● Aim of the exercise:
Copy the following records verbatim, including every line.

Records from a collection
## Begin

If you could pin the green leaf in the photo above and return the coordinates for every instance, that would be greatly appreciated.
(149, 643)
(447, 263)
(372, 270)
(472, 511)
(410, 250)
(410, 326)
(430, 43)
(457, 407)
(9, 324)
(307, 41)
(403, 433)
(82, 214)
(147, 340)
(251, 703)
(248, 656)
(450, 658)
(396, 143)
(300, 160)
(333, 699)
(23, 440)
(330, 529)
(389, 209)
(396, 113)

## End

● Full answer:
If you could pin the green leaf in the photo above and return the coordinates for every instance, that would be greatly appreciated.
(149, 643)
(447, 263)
(372, 270)
(472, 511)
(410, 250)
(410, 326)
(430, 43)
(457, 407)
(9, 324)
(307, 41)
(403, 433)
(82, 214)
(147, 340)
(251, 703)
(248, 656)
(450, 658)
(396, 143)
(300, 160)
(333, 699)
(23, 440)
(330, 529)
(389, 209)
(396, 113)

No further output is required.